Now we pass on to October-Session of the same year; and in this it will appear, how the work of publick Disturbance, and of Frustrating this Meeting of Parliament like­wise proceeded; for, it also came to nothing: but by whose means, let the Reader judge by what followeth in short.

The Parliament being met, the first Artifice of some was, to set on Foot again the late Quarrel betwixt both Houses about their Priviledges. In which Master-piece, if we may credit a Speech Printed in the name of the Earl of Shaftsbury, his Lordship act­ed a principal part, and it was improved from being a private Cause between Shirly and Fagg, to become a cause of too much concern to the King, the whole Parliament, and Kingdom. Therefore divers Lords argued in their House to lay aside for a while that Cause, as a matter that would revive their Contest with the Commons: and there­by hinder the Kingdoms business of preparing a Navy▪ and other pressing Affairs and Occasions: and so most of the Lords spake for adjourning that Cause for six weeks. But, saith the printed Speech, in my Lord Shaftsbury's name; Take heed what you do, and argued these Particulars following:

That then the Money-Bill for the King to build Ships would be passed. Oh take heed of that; for though in a another part of the Speech an Out-cry be made of the Crown of the French King, yet no Money ought to be had to prepare by Sea or Land against him. This way of arguing suits well.

That to lay Shirly aside would be to alter the Constitution of the Government. Well argued again. That no Prince ever govern'd without a Nobility, or any Army. If he will not have one, he must have t'other. Well done to insiunate, as if the King meant an Army Government.

That the King is King by Law, and by the same Law that a poor man enjoys his Cot­tage. I thought he had been King by Inheritance; that is, according to Law, and the fundamental Law of the Kingdom supposes that no Law is able to alter it; Else the Heir of the Crown may hap to be without either Palace, or Cottage, by I know not what Law. That a King governing by an Army, without His Parliament, is a Govern­ment that his Lordship owns not, is not obliged to, nor was born under. This is to set [Page] up a King of Straw, and place him in the head of an Imaginary Army, and then rout him with an infinuating Slander.

That he cannot find that ever the Jesuits or Popish Clergy, only some of our Episcopal Clergy, owned Monarchy to be of Divine Right. Then the Episcopal are the best Subjects. The English Presbyterian may suit with the other, being the same by Principle, a sort of Protestant Jesuits.

[Pointing dataset excerpts]
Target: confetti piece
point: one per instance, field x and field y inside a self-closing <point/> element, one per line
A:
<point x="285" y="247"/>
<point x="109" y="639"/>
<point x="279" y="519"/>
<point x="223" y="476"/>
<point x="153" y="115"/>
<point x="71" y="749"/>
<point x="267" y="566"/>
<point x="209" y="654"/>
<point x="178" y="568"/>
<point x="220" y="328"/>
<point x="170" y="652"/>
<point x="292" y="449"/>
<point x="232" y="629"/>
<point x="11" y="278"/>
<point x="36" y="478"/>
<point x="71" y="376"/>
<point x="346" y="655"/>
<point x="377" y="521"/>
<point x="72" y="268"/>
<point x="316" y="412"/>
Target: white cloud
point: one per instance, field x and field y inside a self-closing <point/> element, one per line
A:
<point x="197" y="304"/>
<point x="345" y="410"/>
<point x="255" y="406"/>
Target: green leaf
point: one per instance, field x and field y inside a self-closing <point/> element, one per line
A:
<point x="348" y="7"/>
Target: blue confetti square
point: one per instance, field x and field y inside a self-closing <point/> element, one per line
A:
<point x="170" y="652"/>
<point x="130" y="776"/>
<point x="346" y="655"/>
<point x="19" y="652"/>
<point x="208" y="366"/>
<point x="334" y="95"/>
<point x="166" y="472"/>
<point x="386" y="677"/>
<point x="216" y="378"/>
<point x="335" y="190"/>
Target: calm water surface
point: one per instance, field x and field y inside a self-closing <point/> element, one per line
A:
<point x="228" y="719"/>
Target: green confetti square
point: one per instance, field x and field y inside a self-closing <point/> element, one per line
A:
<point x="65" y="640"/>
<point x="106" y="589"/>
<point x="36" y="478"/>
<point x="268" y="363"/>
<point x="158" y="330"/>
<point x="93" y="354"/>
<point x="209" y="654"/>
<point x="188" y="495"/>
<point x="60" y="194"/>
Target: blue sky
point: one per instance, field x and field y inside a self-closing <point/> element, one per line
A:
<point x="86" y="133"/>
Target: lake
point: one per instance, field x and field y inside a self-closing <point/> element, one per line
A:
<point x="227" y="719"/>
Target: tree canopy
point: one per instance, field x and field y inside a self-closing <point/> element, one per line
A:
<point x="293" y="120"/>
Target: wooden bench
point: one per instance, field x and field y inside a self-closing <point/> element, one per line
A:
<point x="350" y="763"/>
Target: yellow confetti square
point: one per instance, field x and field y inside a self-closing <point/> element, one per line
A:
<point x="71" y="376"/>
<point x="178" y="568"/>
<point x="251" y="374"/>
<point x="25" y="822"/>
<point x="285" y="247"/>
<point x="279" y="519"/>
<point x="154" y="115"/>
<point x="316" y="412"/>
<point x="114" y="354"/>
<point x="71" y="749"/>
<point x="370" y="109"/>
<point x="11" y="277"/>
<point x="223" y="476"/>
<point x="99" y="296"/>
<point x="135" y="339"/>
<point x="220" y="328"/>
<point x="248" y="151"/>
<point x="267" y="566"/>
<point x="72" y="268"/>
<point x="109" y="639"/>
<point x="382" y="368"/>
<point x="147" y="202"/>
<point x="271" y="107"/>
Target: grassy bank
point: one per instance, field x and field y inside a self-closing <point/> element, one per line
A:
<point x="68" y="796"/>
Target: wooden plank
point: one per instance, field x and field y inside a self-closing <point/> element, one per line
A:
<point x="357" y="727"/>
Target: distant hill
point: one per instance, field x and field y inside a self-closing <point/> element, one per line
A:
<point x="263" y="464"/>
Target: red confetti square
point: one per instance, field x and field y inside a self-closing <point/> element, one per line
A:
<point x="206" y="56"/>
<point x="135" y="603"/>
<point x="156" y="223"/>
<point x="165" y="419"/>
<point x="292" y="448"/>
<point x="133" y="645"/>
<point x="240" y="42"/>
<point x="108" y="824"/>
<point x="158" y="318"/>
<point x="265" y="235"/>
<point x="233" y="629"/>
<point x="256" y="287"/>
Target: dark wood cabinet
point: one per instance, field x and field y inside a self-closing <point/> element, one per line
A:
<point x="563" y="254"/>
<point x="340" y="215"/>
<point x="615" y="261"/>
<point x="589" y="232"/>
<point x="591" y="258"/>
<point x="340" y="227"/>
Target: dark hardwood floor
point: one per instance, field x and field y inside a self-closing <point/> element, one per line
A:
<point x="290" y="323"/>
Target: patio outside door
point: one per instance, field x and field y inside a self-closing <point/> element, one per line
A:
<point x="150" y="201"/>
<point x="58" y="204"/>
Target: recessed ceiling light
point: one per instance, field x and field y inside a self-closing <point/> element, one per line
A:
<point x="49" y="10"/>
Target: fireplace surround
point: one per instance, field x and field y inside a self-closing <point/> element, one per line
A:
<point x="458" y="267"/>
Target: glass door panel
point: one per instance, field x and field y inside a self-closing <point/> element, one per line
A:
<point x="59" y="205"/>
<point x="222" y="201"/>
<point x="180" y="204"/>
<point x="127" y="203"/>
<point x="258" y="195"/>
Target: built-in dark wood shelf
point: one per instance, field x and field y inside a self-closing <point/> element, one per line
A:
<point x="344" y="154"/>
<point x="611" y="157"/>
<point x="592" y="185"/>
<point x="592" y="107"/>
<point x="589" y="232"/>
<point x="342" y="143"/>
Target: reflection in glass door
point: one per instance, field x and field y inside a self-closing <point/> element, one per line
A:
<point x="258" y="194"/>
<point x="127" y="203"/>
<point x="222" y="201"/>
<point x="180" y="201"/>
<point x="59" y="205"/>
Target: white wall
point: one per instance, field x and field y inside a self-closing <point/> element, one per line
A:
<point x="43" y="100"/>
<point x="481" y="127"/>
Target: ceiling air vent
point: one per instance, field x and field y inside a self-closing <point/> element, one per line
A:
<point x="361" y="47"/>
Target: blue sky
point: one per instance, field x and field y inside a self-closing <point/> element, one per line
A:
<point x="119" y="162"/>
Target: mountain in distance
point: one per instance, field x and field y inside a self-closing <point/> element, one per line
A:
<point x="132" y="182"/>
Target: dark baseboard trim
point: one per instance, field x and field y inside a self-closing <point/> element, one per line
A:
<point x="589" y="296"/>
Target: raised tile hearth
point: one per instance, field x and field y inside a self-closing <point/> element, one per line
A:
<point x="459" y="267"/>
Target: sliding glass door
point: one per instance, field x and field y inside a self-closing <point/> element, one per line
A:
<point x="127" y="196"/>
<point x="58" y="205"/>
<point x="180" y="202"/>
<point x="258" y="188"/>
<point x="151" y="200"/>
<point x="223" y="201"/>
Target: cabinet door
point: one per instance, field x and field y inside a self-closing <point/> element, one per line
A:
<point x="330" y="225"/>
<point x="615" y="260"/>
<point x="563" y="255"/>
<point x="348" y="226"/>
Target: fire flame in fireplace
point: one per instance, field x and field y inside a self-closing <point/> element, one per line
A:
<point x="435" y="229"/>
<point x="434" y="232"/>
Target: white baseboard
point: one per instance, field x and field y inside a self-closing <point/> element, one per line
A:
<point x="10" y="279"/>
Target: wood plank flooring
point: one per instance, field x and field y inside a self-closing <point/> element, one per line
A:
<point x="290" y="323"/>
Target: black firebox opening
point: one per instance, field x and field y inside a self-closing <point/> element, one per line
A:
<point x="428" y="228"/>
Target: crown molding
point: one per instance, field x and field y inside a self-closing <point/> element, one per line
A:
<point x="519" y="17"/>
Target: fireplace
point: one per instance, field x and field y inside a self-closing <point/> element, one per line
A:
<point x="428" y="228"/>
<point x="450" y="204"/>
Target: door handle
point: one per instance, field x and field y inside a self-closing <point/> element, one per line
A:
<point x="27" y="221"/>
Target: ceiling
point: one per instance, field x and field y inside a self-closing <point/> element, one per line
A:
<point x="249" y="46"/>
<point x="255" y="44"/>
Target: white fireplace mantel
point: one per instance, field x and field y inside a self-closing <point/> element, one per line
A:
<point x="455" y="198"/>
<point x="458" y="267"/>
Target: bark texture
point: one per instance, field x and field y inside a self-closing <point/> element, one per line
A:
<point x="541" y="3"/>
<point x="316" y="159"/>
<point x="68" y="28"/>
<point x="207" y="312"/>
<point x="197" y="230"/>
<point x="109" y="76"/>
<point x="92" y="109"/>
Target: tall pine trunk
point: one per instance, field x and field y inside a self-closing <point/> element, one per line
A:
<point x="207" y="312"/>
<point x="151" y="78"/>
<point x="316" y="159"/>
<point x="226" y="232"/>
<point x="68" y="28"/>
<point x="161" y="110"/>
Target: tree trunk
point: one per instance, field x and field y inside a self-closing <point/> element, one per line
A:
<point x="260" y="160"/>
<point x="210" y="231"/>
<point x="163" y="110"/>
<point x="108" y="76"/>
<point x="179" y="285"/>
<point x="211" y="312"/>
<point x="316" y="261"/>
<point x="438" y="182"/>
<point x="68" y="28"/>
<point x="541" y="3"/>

#### WHAT IS NEEDED
Reproduce the passage on the October Session of Parliament, everything from "That to lay" down to "an Army Government.", and switch "Nobility" to "Peerage".

#### TASK ANSWER
That to lay Shirly aside would be to alter the Constitution of the Government. Well argued again. That no Prince ever govern'd without a Peerage, or any Army. If he will not have one, he must have t'other. Well done to insiunate, as if the King meant an Army Government.